- [Work required]: From the first line to the last, retype the listing without any alteration.

- [Input data]:
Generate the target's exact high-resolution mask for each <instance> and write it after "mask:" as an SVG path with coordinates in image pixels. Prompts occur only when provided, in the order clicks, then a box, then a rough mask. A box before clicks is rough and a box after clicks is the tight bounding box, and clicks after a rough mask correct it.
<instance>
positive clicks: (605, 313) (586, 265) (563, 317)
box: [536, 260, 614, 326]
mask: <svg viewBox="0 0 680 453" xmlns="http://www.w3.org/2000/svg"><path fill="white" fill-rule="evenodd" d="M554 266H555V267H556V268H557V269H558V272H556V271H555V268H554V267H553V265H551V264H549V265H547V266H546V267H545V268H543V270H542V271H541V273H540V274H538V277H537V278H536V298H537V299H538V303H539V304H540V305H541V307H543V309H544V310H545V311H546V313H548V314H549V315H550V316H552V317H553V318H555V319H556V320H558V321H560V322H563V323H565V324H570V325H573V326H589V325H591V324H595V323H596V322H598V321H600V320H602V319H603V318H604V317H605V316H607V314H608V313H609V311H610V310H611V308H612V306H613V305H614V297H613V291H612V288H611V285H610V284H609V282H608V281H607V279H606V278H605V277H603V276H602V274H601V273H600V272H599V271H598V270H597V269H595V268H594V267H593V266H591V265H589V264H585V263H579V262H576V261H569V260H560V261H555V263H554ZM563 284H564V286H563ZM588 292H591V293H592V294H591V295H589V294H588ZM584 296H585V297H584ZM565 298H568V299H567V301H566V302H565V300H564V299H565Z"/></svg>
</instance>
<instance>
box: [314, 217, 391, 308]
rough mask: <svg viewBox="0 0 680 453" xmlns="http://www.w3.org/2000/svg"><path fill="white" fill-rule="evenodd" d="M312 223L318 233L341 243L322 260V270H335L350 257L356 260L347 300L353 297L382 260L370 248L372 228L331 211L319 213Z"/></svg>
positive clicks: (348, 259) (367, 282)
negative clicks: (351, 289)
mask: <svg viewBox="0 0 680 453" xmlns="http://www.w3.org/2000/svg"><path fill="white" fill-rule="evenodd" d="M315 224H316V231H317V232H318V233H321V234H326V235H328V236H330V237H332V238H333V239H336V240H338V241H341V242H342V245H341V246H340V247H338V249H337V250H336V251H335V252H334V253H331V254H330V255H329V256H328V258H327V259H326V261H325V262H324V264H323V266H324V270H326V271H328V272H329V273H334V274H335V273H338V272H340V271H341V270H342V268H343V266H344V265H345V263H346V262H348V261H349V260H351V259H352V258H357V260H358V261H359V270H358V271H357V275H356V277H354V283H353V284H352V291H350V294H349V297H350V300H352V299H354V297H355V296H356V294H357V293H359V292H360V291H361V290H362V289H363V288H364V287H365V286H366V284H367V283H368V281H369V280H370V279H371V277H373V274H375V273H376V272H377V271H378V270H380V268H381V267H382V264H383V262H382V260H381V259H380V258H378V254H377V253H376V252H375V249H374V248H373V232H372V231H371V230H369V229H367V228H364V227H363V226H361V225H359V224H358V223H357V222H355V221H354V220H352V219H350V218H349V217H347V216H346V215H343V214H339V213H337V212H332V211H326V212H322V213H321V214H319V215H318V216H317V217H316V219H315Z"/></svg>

- [Your solution]:
Generate the target's exact high-resolution mask for each <instance> and write it after "mask:" as an SVG path with coordinates in image pixels. Prompts occur only when provided, in the order clicks, then a box, then a rough mask. A box before clicks is rough and a box after clicks is the tight bounding box, and clicks after a rough mask correct it.
<instance>
positive clicks: (605, 313) (586, 265) (563, 317)
box: [536, 260, 614, 326]
mask: <svg viewBox="0 0 680 453" xmlns="http://www.w3.org/2000/svg"><path fill="white" fill-rule="evenodd" d="M554 266H555V267H556V268H557V269H558V272H556V271H555V268H554V267H553V265H551V264H549V265H547V266H546V267H545V268H543V270H542V271H541V273H540V274H538V277H537V278H536V298H537V299H538V303H539V304H540V305H541V307H543V309H544V310H545V311H546V313H548V314H549V315H550V316H552V317H553V318H555V319H556V320H558V321H560V322H563V323H565V324H570V325H573V326H589V325H591V324H595V323H596V322H598V321H600V320H602V319H603V318H604V317H605V316H607V314H608V313H609V311H610V310H611V308H612V306H613V305H614V297H613V291H612V288H611V285H610V284H609V282H608V281H607V279H606V278H605V277H603V276H602V274H601V273H600V272H599V271H598V270H597V269H595V268H594V267H593V266H591V265H589V264H585V263H579V262H576V261H569V260H560V261H555V263H554ZM563 284H564V286H563ZM588 292H591V293H592V294H591V295H589V294H588ZM584 296H585V297H584ZM565 298H568V299H567V301H566V302H565V300H564V299H565Z"/></svg>
</instance>
<instance>
box: [314, 217, 391, 308]
rough mask: <svg viewBox="0 0 680 453" xmlns="http://www.w3.org/2000/svg"><path fill="white" fill-rule="evenodd" d="M312 223L318 233L341 243L322 260V270H335L350 257L356 260L347 300L353 297L382 260L370 248L372 228L331 211L319 213Z"/></svg>
positive clicks: (348, 259) (367, 282)
negative clicks: (351, 289)
mask: <svg viewBox="0 0 680 453" xmlns="http://www.w3.org/2000/svg"><path fill="white" fill-rule="evenodd" d="M315 224H316V231H317V232H318V233H321V234H326V235H328V236H330V237H332V238H333V239H336V240H338V241H341V242H342V245H341V246H340V247H338V249H337V250H336V251H335V252H334V253H331V254H330V255H329V256H328V258H327V259H326V261H325V262H324V264H323V266H324V270H326V271H328V272H329V273H334V274H335V273H338V272H340V271H341V270H342V268H343V266H344V265H345V263H346V262H348V261H349V260H351V259H352V258H357V260H358V261H359V270H358V271H357V275H356V277H354V283H353V284H352V291H350V294H349V297H350V300H352V299H354V297H355V296H356V294H357V293H359V292H360V291H361V290H362V289H363V288H364V287H365V286H366V284H367V283H368V281H369V280H370V279H371V277H373V274H375V273H376V272H377V271H378V270H380V268H381V267H382V264H383V262H382V260H381V259H380V258H378V254H377V253H376V252H375V249H374V248H373V232H372V231H371V230H369V229H367V228H364V227H363V226H361V225H359V224H358V223H357V222H355V221H354V220H352V219H350V218H349V217H347V216H346V215H343V214H339V213H337V212H332V211H326V212H322V213H321V214H319V215H318V216H317V217H316V219H315Z"/></svg>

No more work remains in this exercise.